Text segment:
Kerri [00:28:01] Yes.

 

Jennifer [00:28:02] So tell us more about this amazing data that you scraped. What data do you use for all this? 

 

Kerri [00:28:07] Yeah. So our data, I think, comes from about four sources. So, you know, we're first going to look at what happens in court and our our analytic data from about 2000-2006. And I should say our analytic data is only going to have male defendants for those day of court outcomes. And for that data, we use the Davidson County Criminal Clerk data, which Aria obtained through web scraping and he did that all the way up through 2018 so we can look at future crimes as well. And this includes all the case information, all the courtroom information, like when and where a case is that what the defendant is charged with and how the case gets adjudicated and the defendant characteristics from the warrant.

Point labeling entries
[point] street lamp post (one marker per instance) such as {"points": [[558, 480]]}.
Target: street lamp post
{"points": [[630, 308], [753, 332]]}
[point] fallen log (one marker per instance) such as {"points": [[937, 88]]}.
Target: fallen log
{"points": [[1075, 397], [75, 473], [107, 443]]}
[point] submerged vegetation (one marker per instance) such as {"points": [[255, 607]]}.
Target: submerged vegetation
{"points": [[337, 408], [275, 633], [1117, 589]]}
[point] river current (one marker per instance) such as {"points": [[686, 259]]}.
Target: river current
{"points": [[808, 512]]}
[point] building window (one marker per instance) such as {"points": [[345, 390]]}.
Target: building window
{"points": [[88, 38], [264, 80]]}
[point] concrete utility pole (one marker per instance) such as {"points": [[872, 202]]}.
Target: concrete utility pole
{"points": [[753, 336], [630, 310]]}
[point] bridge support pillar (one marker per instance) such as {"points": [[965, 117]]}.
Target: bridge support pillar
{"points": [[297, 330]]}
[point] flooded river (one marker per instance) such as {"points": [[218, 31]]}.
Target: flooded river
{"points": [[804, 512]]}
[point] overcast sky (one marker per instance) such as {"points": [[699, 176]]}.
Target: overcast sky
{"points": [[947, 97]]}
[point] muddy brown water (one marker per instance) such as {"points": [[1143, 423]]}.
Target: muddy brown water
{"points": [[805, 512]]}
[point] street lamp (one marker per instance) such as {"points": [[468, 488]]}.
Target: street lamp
==
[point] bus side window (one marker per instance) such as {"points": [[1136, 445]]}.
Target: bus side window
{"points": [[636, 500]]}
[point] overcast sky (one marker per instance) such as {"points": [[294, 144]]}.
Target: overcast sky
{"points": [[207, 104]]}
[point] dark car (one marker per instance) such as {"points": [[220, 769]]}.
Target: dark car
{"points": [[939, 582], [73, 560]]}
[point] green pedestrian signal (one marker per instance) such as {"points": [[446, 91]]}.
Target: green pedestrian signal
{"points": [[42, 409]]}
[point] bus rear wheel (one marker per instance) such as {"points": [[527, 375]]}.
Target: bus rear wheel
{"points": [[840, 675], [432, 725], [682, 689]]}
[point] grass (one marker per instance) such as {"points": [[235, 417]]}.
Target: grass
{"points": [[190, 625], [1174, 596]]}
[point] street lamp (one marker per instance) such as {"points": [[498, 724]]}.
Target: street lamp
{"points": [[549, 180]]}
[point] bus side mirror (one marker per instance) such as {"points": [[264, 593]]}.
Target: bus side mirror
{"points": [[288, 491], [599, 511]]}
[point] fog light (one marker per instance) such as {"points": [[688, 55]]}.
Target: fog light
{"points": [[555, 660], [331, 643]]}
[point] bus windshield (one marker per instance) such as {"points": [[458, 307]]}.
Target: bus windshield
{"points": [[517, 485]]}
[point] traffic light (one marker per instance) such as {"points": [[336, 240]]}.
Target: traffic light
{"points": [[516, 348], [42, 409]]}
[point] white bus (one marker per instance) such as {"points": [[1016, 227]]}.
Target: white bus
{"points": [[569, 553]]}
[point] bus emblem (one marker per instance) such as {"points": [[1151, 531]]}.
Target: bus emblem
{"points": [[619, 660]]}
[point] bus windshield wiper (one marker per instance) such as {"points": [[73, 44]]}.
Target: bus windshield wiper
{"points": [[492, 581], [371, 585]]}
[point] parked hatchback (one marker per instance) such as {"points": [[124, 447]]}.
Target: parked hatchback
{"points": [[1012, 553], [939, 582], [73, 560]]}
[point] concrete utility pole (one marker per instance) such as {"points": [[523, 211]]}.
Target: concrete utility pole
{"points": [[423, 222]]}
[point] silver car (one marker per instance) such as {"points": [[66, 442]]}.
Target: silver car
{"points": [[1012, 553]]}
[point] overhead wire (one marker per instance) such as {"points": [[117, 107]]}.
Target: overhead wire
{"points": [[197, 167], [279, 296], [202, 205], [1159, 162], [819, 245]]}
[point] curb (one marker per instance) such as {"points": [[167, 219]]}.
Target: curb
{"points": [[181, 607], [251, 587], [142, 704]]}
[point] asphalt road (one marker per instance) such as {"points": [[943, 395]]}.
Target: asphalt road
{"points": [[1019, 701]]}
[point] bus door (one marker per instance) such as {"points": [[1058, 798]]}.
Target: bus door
==
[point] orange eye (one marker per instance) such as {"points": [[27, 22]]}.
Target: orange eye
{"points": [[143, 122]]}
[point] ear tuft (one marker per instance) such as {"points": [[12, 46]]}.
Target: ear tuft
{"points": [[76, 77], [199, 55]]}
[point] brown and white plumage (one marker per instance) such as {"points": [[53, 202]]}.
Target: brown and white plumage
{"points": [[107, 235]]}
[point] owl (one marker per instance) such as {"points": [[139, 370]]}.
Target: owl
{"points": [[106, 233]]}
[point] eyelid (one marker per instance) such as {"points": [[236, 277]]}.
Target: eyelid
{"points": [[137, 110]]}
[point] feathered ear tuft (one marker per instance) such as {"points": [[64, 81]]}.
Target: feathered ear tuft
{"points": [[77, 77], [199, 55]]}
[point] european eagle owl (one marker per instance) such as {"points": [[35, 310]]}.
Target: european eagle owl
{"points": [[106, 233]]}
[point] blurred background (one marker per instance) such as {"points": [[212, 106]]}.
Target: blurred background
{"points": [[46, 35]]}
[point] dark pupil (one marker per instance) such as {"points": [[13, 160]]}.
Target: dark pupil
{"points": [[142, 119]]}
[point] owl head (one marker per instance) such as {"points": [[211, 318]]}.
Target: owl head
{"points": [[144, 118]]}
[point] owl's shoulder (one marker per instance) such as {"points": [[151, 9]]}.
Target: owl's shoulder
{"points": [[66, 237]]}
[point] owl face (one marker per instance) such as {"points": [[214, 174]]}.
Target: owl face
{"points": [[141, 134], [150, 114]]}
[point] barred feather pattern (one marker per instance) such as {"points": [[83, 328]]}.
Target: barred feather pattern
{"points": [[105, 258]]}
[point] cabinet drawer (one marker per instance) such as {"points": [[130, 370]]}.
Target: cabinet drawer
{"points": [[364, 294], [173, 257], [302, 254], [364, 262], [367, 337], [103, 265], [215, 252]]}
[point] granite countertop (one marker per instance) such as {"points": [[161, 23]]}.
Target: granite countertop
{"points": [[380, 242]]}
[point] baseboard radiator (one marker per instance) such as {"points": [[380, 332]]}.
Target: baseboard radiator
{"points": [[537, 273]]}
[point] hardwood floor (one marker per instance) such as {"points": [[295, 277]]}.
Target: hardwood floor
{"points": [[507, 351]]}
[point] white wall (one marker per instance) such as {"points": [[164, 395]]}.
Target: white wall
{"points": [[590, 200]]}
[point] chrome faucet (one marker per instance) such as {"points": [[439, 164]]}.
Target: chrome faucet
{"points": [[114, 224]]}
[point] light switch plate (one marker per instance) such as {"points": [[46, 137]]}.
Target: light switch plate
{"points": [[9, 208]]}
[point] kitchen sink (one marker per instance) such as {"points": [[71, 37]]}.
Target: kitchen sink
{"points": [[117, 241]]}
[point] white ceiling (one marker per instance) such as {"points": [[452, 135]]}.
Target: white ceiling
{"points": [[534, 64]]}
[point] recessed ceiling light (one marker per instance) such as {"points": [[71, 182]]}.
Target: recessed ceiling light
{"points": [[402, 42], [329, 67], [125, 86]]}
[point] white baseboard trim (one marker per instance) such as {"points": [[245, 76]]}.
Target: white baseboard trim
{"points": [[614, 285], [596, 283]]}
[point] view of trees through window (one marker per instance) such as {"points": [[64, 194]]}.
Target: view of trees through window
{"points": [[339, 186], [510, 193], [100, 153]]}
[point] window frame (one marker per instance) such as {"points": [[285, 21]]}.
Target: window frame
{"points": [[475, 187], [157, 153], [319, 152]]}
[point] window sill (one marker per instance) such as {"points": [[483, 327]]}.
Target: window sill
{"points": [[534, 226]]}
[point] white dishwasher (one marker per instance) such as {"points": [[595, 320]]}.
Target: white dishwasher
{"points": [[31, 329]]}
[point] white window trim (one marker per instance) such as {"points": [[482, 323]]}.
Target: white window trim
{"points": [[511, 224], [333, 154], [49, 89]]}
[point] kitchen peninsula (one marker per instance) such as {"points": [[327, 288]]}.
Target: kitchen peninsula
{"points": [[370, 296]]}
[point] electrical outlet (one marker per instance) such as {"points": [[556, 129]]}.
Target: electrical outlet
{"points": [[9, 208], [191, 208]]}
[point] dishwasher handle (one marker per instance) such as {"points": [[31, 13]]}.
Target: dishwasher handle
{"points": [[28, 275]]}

Parts of the exercise:
A - Rewrite the court data interview starting with "Kerri [00:28:01] Yes." and going on through "from the warrant.", swapping "web scraping" for "manual collection".
B - Extend the court data interview past its last line.

Written responses:
A -
Kerri [00:28:01] Yes.

 

Jennifer [00:28:02] So tell us more about this amazing data that you scraped. What data do you use for all this? 

 

Kerri [00:28:07] Yeah. So our data, I think, comes from about four sources. So, you know, we're first going to look at what happens in court and our our analytic data from about 2000-2006. And I should say our analytic data is only going to have male defendants for those day of court outcomes. And for that data, we use the Davidson County Criminal Clerk data, which Aria obtained through manual collection and he did that all the way up through 2018 so we can look at future crimes as well. And this includes all the case information, all the courtroom information, like when and where a case is that what the defendant is charged with and how the case gets adjudicated and the defendant characteristics from the warrant.

B -
Kerri [00:28:48] And then, of course, we're going to control for judge characteristics like the judge's sex and I knew that although that was also really that was easy to get and how many years they served on the bench. We just like looked that up. And then after we establish if domestic violence and non domestic violence divisions have different court outcomes, then we're going to also look to see whether or not the defendant re-offend if they show back up in court later, right? And so each defendant has what's known as a unique OCA numbe, it's like their Social Security number for people in jail. And so it's really easy to sort of trace defendants into the future and so we can see if they show back up in court again three years later, using that same web scraped data. 

 

Kerri [00:29:35] And then the Metro Nashville Police Department also gave us their police report data, and this data includes all police report, some of which are going to materialize into warrants and some won't. And we're going to use that data to in particular to see a victims call the police in the future. And if those police reports are also going to tell us if the victim cooperates with the police in the future. So we're going to use that to look at future victimization as well.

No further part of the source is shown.